▶ Required work
The line holding "Target: car door handle" and every line after it through the end of the entries below: retype these exactly and nothing more.

[[ Material shown open ]]

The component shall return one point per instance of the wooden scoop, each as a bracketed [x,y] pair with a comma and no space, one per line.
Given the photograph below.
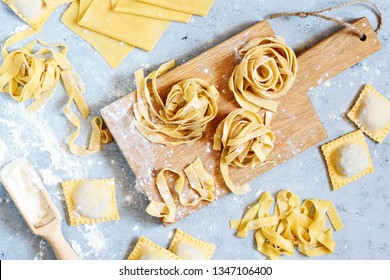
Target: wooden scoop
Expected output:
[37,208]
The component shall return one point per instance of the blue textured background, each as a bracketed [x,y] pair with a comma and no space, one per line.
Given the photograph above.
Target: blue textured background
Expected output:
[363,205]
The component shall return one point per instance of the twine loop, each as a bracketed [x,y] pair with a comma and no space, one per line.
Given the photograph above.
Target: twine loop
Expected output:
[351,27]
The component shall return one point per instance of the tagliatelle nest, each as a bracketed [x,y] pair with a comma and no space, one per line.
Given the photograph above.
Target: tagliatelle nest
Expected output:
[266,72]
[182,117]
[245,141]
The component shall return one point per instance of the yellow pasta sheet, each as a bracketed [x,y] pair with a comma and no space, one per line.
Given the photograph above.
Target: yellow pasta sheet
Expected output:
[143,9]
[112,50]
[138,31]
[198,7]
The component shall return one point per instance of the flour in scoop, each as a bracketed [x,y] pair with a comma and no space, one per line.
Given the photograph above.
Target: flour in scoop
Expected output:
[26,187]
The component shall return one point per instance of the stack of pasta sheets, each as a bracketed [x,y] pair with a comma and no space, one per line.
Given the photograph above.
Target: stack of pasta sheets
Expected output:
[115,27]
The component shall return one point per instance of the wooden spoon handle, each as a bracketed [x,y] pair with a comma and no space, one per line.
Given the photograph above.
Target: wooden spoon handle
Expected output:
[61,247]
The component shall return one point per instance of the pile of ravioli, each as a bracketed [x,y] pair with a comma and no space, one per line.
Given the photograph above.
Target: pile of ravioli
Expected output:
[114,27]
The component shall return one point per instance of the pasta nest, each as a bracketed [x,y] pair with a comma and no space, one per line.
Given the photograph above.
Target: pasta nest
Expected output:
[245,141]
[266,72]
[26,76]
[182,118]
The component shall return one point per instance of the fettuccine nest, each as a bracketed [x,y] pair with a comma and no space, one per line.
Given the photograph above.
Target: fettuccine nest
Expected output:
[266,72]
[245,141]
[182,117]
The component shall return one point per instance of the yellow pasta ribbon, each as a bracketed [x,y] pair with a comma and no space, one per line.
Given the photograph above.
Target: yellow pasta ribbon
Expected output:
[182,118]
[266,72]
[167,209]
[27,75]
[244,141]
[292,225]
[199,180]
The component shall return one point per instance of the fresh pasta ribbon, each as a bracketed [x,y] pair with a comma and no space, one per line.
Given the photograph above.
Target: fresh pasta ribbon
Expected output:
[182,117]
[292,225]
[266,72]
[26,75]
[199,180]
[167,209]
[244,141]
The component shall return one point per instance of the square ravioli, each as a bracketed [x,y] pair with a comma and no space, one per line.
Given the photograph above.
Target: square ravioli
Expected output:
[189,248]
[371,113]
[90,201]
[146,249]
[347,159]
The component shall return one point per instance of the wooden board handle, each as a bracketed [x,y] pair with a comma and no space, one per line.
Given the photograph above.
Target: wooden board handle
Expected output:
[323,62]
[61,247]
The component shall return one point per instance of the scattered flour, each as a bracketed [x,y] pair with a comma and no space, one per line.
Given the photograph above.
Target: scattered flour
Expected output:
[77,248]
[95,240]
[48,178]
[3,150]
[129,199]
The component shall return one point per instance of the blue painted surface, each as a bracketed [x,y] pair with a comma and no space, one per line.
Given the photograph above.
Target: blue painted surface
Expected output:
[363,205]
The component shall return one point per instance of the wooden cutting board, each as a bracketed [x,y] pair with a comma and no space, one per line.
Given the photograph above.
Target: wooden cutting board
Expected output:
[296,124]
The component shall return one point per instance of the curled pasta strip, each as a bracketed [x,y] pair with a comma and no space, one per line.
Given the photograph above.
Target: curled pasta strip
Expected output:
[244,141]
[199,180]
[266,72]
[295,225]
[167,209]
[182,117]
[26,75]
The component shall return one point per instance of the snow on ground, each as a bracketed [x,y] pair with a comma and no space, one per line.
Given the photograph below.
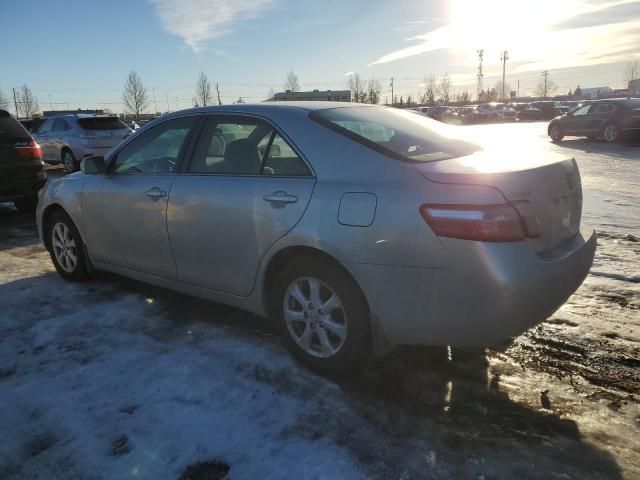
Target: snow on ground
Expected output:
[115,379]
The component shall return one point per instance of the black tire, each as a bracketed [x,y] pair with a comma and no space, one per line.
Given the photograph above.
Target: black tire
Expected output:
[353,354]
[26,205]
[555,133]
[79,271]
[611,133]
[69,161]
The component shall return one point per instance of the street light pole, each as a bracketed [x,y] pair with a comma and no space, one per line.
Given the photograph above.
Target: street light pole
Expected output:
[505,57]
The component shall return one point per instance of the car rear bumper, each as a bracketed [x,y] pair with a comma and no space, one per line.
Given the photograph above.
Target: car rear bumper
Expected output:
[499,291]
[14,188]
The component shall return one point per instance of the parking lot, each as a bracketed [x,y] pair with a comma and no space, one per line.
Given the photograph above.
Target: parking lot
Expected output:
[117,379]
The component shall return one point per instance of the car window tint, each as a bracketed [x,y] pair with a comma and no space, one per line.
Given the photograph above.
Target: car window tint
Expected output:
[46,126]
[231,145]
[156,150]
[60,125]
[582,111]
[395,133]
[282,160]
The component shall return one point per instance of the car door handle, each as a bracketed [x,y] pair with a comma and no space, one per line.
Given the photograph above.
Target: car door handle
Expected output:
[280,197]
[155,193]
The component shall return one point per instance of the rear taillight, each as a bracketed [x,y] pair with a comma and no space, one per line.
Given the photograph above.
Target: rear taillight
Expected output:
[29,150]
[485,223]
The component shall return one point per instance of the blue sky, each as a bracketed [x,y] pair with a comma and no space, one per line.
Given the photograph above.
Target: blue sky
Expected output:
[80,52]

[[ Material shown closed ]]

▶ Response
Target: car door handle
Expected output:
[280,197]
[155,193]
The component shall return one point per instance of the rear taillight, each as a bracketed [x,y] pair with a comma and no space, one per line.
Given the photograph above.
Target: rear taillight
Expected output:
[29,150]
[485,223]
The component shall return one point per instance of the blue sky, each as a bracketed [x,y] pair with a comma and no space, one per line.
Given the photograph above.
Target: blue sky
Expected output:
[80,52]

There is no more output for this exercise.